• Task to complete
Within the entries below, the lines from the one with "object: red and white helmet" through the one with "object: climbing harness" are to be set down exactly, both ends kept.
BEGIN Input records
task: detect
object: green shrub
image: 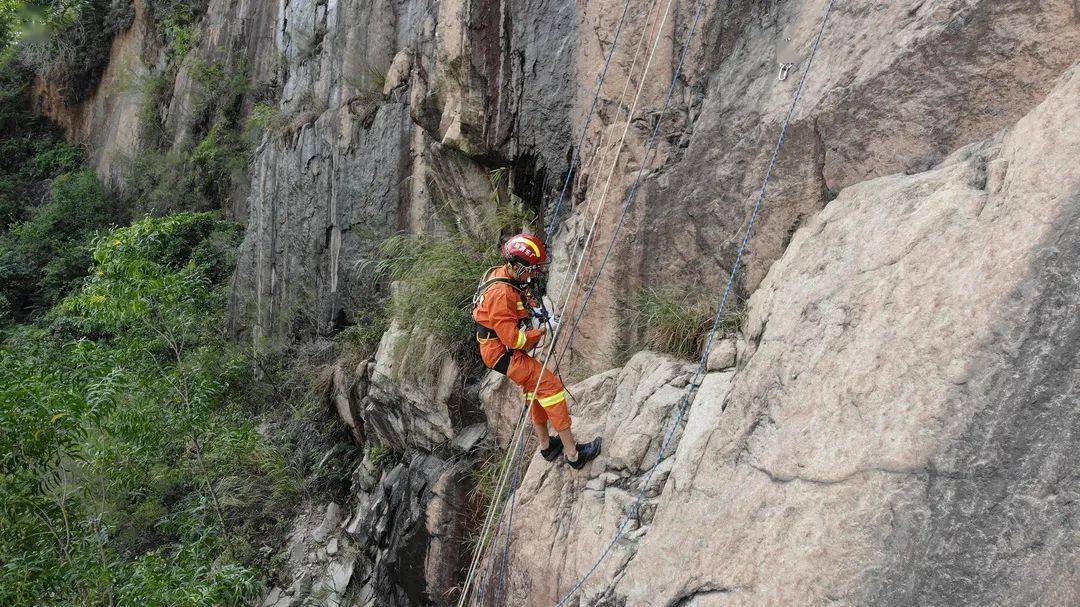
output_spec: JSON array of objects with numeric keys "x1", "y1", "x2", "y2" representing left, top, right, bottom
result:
[
  {"x1": 31, "y1": 139, "x2": 83, "y2": 177},
  {"x1": 0, "y1": 213, "x2": 301, "y2": 606},
  {"x1": 137, "y1": 71, "x2": 174, "y2": 147},
  {"x1": 244, "y1": 101, "x2": 283, "y2": 141},
  {"x1": 159, "y1": 7, "x2": 199, "y2": 58},
  {"x1": 366, "y1": 441, "x2": 397, "y2": 470},
  {"x1": 373, "y1": 231, "x2": 503, "y2": 345},
  {"x1": 0, "y1": 59, "x2": 79, "y2": 232},
  {"x1": 191, "y1": 122, "x2": 246, "y2": 182},
  {"x1": 0, "y1": 168, "x2": 120, "y2": 313},
  {"x1": 0, "y1": 3, "x2": 18, "y2": 50},
  {"x1": 118, "y1": 534, "x2": 264, "y2": 607},
  {"x1": 125, "y1": 150, "x2": 204, "y2": 213},
  {"x1": 627, "y1": 287, "x2": 746, "y2": 360}
]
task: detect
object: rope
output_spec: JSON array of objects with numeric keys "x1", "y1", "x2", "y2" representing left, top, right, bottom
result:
[
  {"x1": 554, "y1": 1, "x2": 836, "y2": 604},
  {"x1": 546, "y1": 0, "x2": 636, "y2": 240},
  {"x1": 553, "y1": 0, "x2": 713, "y2": 369},
  {"x1": 471, "y1": 3, "x2": 676, "y2": 602},
  {"x1": 454, "y1": 0, "x2": 640, "y2": 602},
  {"x1": 484, "y1": 2, "x2": 675, "y2": 602}
]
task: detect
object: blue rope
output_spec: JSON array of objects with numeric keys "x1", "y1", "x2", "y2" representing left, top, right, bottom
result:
[{"x1": 554, "y1": 1, "x2": 836, "y2": 604}]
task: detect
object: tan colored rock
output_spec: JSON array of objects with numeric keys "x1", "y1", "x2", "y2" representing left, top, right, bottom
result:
[
  {"x1": 551, "y1": 0, "x2": 1080, "y2": 378},
  {"x1": 498, "y1": 63, "x2": 1080, "y2": 607},
  {"x1": 361, "y1": 319, "x2": 460, "y2": 450},
  {"x1": 330, "y1": 361, "x2": 365, "y2": 444},
  {"x1": 479, "y1": 371, "x2": 523, "y2": 449},
  {"x1": 31, "y1": 0, "x2": 155, "y2": 191},
  {"x1": 383, "y1": 49, "x2": 413, "y2": 96},
  {"x1": 705, "y1": 338, "x2": 737, "y2": 372}
]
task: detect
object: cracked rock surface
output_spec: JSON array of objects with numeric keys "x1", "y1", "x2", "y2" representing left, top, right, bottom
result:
[
  {"x1": 496, "y1": 64, "x2": 1080, "y2": 606},
  {"x1": 30, "y1": 0, "x2": 1080, "y2": 604}
]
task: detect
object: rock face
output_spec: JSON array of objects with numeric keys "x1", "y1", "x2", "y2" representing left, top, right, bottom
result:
[
  {"x1": 39, "y1": 0, "x2": 1080, "y2": 370},
  {"x1": 494, "y1": 63, "x2": 1080, "y2": 606},
  {"x1": 31, "y1": 0, "x2": 1080, "y2": 604},
  {"x1": 267, "y1": 450, "x2": 479, "y2": 607}
]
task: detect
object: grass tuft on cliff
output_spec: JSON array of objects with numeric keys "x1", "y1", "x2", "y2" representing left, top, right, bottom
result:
[
  {"x1": 627, "y1": 286, "x2": 746, "y2": 361},
  {"x1": 373, "y1": 231, "x2": 504, "y2": 346}
]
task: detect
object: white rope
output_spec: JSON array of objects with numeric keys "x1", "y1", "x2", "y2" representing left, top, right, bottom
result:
[{"x1": 457, "y1": 0, "x2": 679, "y2": 603}]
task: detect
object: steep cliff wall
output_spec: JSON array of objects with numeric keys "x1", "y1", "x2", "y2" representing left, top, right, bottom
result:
[
  {"x1": 28, "y1": 0, "x2": 1080, "y2": 605},
  {"x1": 35, "y1": 0, "x2": 1080, "y2": 367},
  {"x1": 494, "y1": 62, "x2": 1080, "y2": 606}
]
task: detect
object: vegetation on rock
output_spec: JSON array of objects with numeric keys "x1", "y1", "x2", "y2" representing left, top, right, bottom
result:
[
  {"x1": 626, "y1": 286, "x2": 745, "y2": 360},
  {"x1": 0, "y1": 34, "x2": 343, "y2": 605}
]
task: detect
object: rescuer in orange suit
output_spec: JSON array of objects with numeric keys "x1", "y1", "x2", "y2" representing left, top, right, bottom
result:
[{"x1": 472, "y1": 233, "x2": 601, "y2": 469}]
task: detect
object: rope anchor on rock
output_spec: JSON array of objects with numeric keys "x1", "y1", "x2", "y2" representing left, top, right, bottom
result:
[{"x1": 778, "y1": 61, "x2": 795, "y2": 81}]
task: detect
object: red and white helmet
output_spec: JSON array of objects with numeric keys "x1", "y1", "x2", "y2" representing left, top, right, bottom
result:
[{"x1": 502, "y1": 233, "x2": 548, "y2": 267}]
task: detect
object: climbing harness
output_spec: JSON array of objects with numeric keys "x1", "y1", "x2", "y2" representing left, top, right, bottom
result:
[{"x1": 553, "y1": 2, "x2": 836, "y2": 604}]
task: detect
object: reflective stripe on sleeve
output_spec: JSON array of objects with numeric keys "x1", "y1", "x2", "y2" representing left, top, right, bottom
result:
[{"x1": 514, "y1": 329, "x2": 527, "y2": 349}]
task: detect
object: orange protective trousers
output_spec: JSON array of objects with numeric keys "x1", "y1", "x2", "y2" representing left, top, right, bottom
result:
[{"x1": 506, "y1": 350, "x2": 571, "y2": 433}]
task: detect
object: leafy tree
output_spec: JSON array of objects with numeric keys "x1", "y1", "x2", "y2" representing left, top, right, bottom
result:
[
  {"x1": 0, "y1": 168, "x2": 120, "y2": 315},
  {"x1": 0, "y1": 213, "x2": 296, "y2": 606}
]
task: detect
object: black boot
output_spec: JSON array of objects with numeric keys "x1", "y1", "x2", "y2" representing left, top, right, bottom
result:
[
  {"x1": 540, "y1": 436, "x2": 563, "y2": 462},
  {"x1": 566, "y1": 437, "x2": 602, "y2": 470}
]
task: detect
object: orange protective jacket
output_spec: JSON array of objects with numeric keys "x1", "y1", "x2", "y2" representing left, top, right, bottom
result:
[{"x1": 471, "y1": 266, "x2": 544, "y2": 370}]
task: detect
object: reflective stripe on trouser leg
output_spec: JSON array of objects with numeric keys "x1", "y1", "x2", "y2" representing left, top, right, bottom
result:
[
  {"x1": 507, "y1": 350, "x2": 567, "y2": 412},
  {"x1": 537, "y1": 391, "x2": 567, "y2": 408}
]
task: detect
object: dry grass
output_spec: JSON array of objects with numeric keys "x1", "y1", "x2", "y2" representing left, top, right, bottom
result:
[{"x1": 627, "y1": 287, "x2": 746, "y2": 360}]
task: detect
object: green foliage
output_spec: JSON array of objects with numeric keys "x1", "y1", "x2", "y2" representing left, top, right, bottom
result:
[
  {"x1": 136, "y1": 71, "x2": 173, "y2": 147},
  {"x1": 31, "y1": 138, "x2": 83, "y2": 175},
  {"x1": 367, "y1": 65, "x2": 385, "y2": 91},
  {"x1": 125, "y1": 150, "x2": 202, "y2": 214},
  {"x1": 0, "y1": 59, "x2": 82, "y2": 226},
  {"x1": 627, "y1": 287, "x2": 746, "y2": 360},
  {"x1": 365, "y1": 441, "x2": 396, "y2": 470},
  {"x1": 158, "y1": 7, "x2": 198, "y2": 59},
  {"x1": 0, "y1": 2, "x2": 18, "y2": 50},
  {"x1": 54, "y1": 212, "x2": 238, "y2": 340},
  {"x1": 0, "y1": 168, "x2": 120, "y2": 315},
  {"x1": 118, "y1": 534, "x2": 263, "y2": 607},
  {"x1": 0, "y1": 59, "x2": 106, "y2": 317},
  {"x1": 0, "y1": 213, "x2": 298, "y2": 606},
  {"x1": 373, "y1": 231, "x2": 503, "y2": 345},
  {"x1": 244, "y1": 101, "x2": 283, "y2": 140},
  {"x1": 337, "y1": 303, "x2": 389, "y2": 360},
  {"x1": 191, "y1": 122, "x2": 246, "y2": 182},
  {"x1": 21, "y1": 0, "x2": 137, "y2": 104},
  {"x1": 130, "y1": 56, "x2": 254, "y2": 214}
]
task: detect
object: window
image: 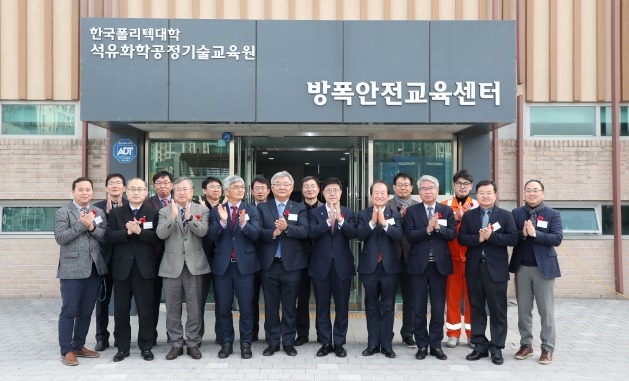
END Input records
• Solution to the problem
object: red and white helmet
output_spec: JSON array of objects with numeric keys "x1", "y1", "x2", "y2" representing left, top, right, bottom
result:
[{"x1": 502, "y1": 233, "x2": 548, "y2": 267}]
task: detect
object: climbing harness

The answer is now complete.